→ **INSTRUCTION**: Which lines of the data below contain the string "cathedral" with its case matched? Copy out each of those lines.

→ **ITEMS**:
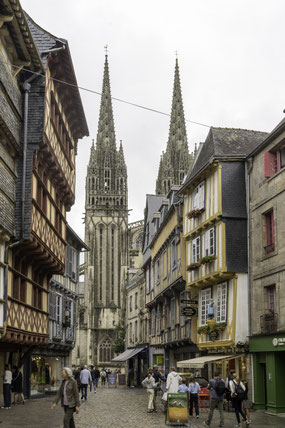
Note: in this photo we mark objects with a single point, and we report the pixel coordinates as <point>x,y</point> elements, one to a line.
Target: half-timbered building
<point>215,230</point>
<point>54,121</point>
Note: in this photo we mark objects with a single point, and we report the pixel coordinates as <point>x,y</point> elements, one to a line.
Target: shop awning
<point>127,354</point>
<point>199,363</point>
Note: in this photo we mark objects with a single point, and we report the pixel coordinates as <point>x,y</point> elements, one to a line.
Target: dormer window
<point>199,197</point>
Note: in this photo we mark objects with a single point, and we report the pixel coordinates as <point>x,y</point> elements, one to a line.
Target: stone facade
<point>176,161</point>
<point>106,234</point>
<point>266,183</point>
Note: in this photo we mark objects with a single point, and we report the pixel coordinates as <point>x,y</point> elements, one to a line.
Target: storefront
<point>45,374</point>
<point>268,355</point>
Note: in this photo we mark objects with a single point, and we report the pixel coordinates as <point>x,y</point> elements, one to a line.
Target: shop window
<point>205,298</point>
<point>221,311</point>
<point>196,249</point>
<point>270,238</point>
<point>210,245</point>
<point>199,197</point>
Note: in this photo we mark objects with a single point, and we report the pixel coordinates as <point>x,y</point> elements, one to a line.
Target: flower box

--

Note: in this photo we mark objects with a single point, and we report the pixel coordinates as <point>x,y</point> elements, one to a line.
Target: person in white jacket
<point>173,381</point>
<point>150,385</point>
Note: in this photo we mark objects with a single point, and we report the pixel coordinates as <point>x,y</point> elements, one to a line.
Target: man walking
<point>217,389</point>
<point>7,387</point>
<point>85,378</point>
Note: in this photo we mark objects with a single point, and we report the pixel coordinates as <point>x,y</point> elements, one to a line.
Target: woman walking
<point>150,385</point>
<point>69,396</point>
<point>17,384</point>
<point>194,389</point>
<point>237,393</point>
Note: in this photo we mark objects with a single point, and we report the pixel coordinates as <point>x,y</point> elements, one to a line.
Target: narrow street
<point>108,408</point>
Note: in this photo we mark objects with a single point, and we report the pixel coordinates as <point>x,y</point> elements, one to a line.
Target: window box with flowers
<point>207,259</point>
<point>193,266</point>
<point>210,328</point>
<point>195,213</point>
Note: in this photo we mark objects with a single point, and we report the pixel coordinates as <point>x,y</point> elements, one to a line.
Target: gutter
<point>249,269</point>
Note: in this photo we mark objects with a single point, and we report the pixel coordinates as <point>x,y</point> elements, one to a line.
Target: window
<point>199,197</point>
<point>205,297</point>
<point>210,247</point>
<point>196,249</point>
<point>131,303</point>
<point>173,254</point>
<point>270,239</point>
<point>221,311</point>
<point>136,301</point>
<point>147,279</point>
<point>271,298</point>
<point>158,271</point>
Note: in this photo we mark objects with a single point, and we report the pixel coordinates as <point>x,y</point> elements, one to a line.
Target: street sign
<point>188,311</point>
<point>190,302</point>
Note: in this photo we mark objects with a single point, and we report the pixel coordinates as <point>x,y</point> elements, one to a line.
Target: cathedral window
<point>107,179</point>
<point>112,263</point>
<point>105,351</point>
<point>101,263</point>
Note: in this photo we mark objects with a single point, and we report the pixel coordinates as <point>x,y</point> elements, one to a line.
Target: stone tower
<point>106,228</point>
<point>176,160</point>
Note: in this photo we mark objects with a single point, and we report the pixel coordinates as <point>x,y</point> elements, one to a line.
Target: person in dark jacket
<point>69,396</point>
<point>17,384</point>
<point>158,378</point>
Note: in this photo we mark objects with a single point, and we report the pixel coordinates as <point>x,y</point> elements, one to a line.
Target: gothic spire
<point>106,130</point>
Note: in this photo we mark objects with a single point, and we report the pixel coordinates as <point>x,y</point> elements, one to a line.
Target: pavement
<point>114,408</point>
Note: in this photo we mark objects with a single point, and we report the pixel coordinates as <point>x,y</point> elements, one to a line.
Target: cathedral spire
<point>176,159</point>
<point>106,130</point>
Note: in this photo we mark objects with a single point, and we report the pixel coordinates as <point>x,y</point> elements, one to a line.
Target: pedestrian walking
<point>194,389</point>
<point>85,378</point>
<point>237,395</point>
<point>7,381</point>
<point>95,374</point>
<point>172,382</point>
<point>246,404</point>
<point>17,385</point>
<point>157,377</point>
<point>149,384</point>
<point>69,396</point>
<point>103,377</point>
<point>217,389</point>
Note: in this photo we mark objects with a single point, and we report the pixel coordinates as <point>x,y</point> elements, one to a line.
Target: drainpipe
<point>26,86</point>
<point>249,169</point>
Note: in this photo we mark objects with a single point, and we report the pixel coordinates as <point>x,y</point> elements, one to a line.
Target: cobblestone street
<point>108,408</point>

---

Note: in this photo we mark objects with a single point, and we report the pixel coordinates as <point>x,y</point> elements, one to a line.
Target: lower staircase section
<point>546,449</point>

→ **TASK RESPONSE**:
Target: cathedral window
Target: cathedral spire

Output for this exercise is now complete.